++++ Textauszug
Prof. Dr. Michael Stürner
1. Leistungsverweigerung, II Nr 1.
Rn 29
Dem Schuldner, der die vertragsgemäße Leistung ernsthaft und endgültig verweigert, braucht keine Frist gesetzt zu werden, da er sie doch nicht einhalten würde. Das ist die Erfüllungsverweigerung (vgl §§ 281 II Alt 1, 286 II Nr 3) oder bei § 323 Vertragsaufsage. Sie ist vor dem SchRModG als (gesetzlich nicht geregelte) positive Vertragsverletzung aufgefasst worden, steht jetzt aber sachgerecht in konkreteren Zusammenhängen. Auch der Gläubiger braucht bei II Nr 1 nicht mehr zur Erfüllung mitzuwirken (BGH NJW-RR 90, 444). Auf ein Vertretenmüssen des Schuldners kommt es nicht an (MüKo/Ernst Rz 111).
Rn 30
Wegen der weitreichenden Rechtsfolgen sind bei II Nr 1 strenge Anforderungen zu stellen: Der Schuldner muss eindeutig zum Ausdruck bringen, er werde seinen Vertragspflichten nicht nachkommen (BGHZ 104, 6, 13; BGH NJW-RR 09, 667; ZIP 11, 1571, 1573); es muss sich gewissermaßen um das letzte Wort des Schuldners handeln (Grüneberg/Grüneberg Rz 18). Allein die Erklärung des Schuldners, er werde zum Fälligkeitszeitpunkt nicht leisten können, reicht nicht aus (BGH ZIP 12, 1463); auch kann in dem bloßen Bestreiten von Mängeln noch nicht ohne Weiteres eine endgültige Nacherfüllungsverweigerung gesehen werden (BGH NJW 15, 3455 [BGH 01.07.2015 - VIII ZR 226/14] Rz 33; NJW 17, 1666 [BGH 18.01.2017 - VIII ZR 234/15] Rz 33; Köln MDR 18, 930).
2. Fixgeschäft, II Nr 2.
Rn 31
Nach § 361 aF sollte der Gläubiger ohne weiteres zum Rücktritt berechtigt sein, wenn die Leistung ›genau zu einer fest bestimmten Zeit oder innerhalb einer fest bestimmten Frist‹ bewirkt werden sollte. Dieses ›Fixgeschäft‹ kehrt jetzt mit etwas anderer Formulierung in II Nr 2 wieder (dazu Dubovitskaya AcP 215, 581). Danach muss die Leistung nicht bloß frist- oder termingebunden sein. Vielmehr muss zusätzlich der Gläubiger den Fortbestand seines Leistungsinteresses an die Rechtzeitigkeit der Leistung gebunden haben, so dass das Geschäft mit der zeitgerechten Leistung ›stehen und fallen‹ soll, wobei sich jeder Zweifel gegen die Annahme eines Fixgeschäfts auswirkt (BGHZ 110, 88, 96 zu § 361 aF). Ausgedrückt wird die Wichtigkeit pünktlicher Leistung oft durch Klauseln wie fix, präzise, genau, prompt (Bsp Celle 18.11.21, 11 U 66/21 – juris Rz 27). Schwarze AcP 207, 438, 454 will genügen lassen, dass die Pflichtverletzung den Fortfall des Erfüllungsinteresses ›überwiegend wahrscheinlich‹ gemacht hat (zweifelhaft).
++++++++
++++ Einträge des Datensatzes
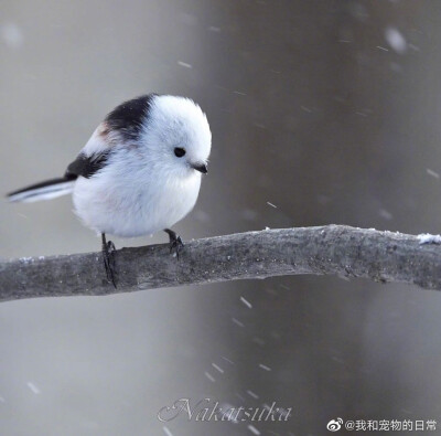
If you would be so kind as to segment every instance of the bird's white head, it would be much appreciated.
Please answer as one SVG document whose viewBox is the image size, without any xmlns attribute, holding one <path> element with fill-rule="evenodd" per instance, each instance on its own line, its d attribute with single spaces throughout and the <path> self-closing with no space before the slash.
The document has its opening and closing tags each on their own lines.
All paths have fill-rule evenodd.
<svg viewBox="0 0 441 436">
<path fill-rule="evenodd" d="M 212 132 L 205 114 L 190 98 L 155 95 L 150 100 L 140 139 L 150 163 L 169 174 L 207 172 Z"/>
</svg>

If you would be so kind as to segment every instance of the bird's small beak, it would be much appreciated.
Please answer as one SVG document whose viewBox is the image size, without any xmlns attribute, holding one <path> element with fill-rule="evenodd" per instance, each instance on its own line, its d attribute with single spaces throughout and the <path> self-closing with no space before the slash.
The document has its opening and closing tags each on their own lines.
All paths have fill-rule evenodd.
<svg viewBox="0 0 441 436">
<path fill-rule="evenodd" d="M 203 174 L 206 174 L 208 172 L 208 169 L 206 168 L 205 163 L 196 163 L 192 166 L 196 171 L 202 172 Z"/>
</svg>

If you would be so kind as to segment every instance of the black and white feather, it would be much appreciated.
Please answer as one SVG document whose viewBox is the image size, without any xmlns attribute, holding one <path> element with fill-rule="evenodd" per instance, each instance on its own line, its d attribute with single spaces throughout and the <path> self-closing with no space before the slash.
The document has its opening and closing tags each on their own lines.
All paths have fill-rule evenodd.
<svg viewBox="0 0 441 436">
<path fill-rule="evenodd" d="M 193 100 L 149 94 L 110 111 L 64 177 L 8 198 L 32 202 L 72 193 L 86 226 L 118 236 L 151 234 L 193 209 L 211 141 L 206 116 Z"/>
</svg>

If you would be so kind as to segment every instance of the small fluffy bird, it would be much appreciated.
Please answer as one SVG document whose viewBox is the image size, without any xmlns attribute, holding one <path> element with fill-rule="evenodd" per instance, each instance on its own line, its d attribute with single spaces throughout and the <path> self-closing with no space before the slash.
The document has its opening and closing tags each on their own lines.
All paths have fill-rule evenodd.
<svg viewBox="0 0 441 436">
<path fill-rule="evenodd" d="M 117 106 L 96 128 L 64 177 L 8 194 L 11 202 L 72 193 L 75 213 L 101 234 L 107 278 L 116 287 L 115 245 L 106 233 L 133 237 L 170 230 L 195 205 L 207 172 L 212 134 L 190 98 L 149 94 Z"/>
</svg>

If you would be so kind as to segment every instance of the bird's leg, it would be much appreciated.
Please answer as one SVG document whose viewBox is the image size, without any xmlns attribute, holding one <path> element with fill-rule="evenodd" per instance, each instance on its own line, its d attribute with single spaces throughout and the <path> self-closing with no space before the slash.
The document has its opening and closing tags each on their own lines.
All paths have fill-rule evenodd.
<svg viewBox="0 0 441 436">
<path fill-rule="evenodd" d="M 103 259 L 104 259 L 104 267 L 106 268 L 107 280 L 111 281 L 117 288 L 117 267 L 115 263 L 115 244 L 111 241 L 106 242 L 106 234 L 101 233 L 101 241 L 103 241 Z"/>
<path fill-rule="evenodd" d="M 164 232 L 169 235 L 170 253 L 172 253 L 174 249 L 176 252 L 176 258 L 179 258 L 179 253 L 180 253 L 181 248 L 184 246 L 184 243 L 182 242 L 181 236 L 176 235 L 176 233 L 170 228 L 164 228 Z"/>
</svg>

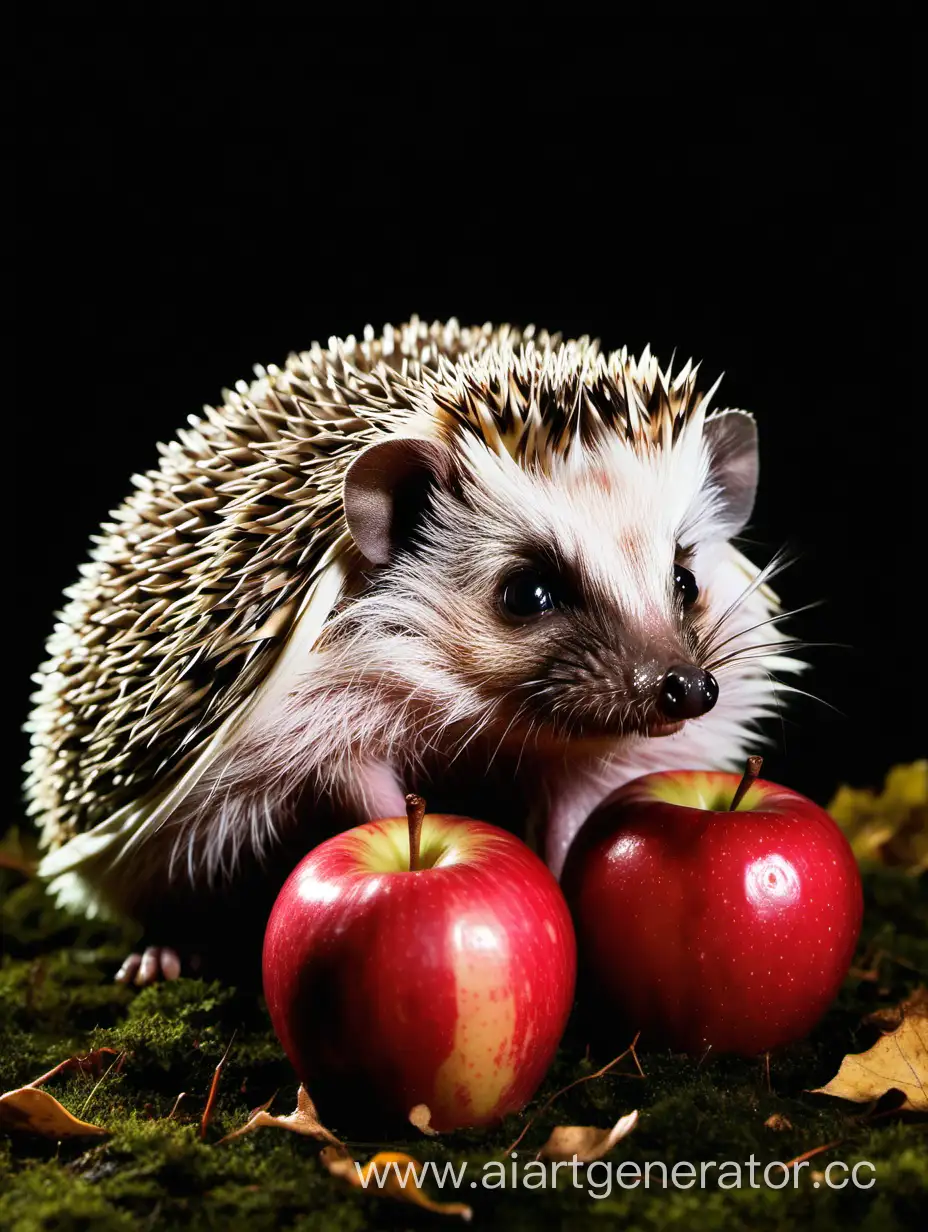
++++++++
[Übungsaufgaben]
1. Geben Sie den Abschnitt des Auszugs von „Prof. Dr. Michael“ bis einschließlich „(MüKo/Ernst Rz 111).“ erneut wieder und ersetzen Sie darin „Erfüllungsverweigerung“ durch „Leistungsverweigerung“.
2. Prüfen Sie, ob die folgenden Aussagen mit dem Auszug übereinstimmen, und antworten Sie jeweils mit Ja oder Nein samt der entscheidenden Textstelle im Wortlaut:
(a) Bei der Erfüllungsverweigerung kommt es auf ein Vertretenmüssen des Schuldners an.
(b) Die bloße Erklärung des Schuldners, zum Fälligkeitszeitpunkt nicht leisten zu können, genügt für II Nr 1 nicht.
(c) Zweifel wirken sich zugunsten der Annahme eines Fixgeschäfts aus.
3. Fassen Sie den Absatz des Auszugs, der mit „Nach § 361 aF sollte“ beginnt, als knappe Stichpunktliste zusammen und behalten Sie dabei seine wesentlichen Aussagen bei.
Die Einträge werden für die Bearbeitung nicht benötigt.

[Gelöste Aufgaben]
1.
Prof. Dr. Michael Stürner
1. Leistungsverweigerung, II Nr 1.
Rn 29
Dem Schuldner, der die vertragsgemäße Leistung ernsthaft und endgültig verweigert, braucht keine Frist gesetzt zu werden, da er sie doch nicht einhalten würde. Das ist die Leistungsverweigerung (vgl §§ 281 II Alt 1, 286 II Nr 3) oder bei § 323 Vertragsaufsage. Sie ist vor dem SchRModG als (gesetzlich nicht geregelte) positive Vertragsverletzung aufgefasst worden, steht jetzt aber sachgerecht in konkreteren Zusammenhängen. Auch der Gläubiger braucht bei II Nr 1 nicht mehr zur Erfüllung mitzuwirken (BGH NJW-RR 90, 444). Auf ein Vertretenmüssen des Schuldners kommt es nicht an (MüKo/Ernst Rz 111).

2.
(a) Nein: „Auf ein Vertretenmüssen des Schuldners kommt es nicht an“
(b) Ja: „Allein die Erklärung des Schuldners, er werde zum Fälligkeitszeitpunkt nicht leisten können, reicht nicht aus“
(c) Nein: „wobei sich jeder Zweifel gegen die Annahme eines Fixgeschäfts auswirkt“

3.
- Nach § 361 aF durfte der Gläubiger ohne Weiteres zurücktreten, wenn die Leistung genau zu einer fest bestimmten Zeit oder innerhalb einer fest bestimmten Frist zu bewirken war.
- Dieses Fixgeschäft kehrt, etwas anders formuliert, in II Nr 2 wieder.
- Eine bloße Frist- oder Terminbindung der Leistung genügt nicht.
- Der Gläubiger muss zusätzlich den Fortbestand seines Leistungsinteresses an die Rechtzeitigkeit der Leistung gebunden haben, sodass das Geschäft mit der zeitgerechten Leistung steht und fällt.
- Jeder Zweifel wirkt sich gegen die Annahme eines Fixgeschäfts aus.
- Die Wichtigkeit pünktlicher Leistung wird oft durch Klauseln wie fix, präzise, genau oder prompt ausgedrückt.
- Schwarze will genügen lassen, dass die Pflichtverletzung den Fortfall des Erfüllungsinteresses überwiegend wahrscheinlich gemacht hat. Diese Ansicht wird als zweifelhaft bezeichnet.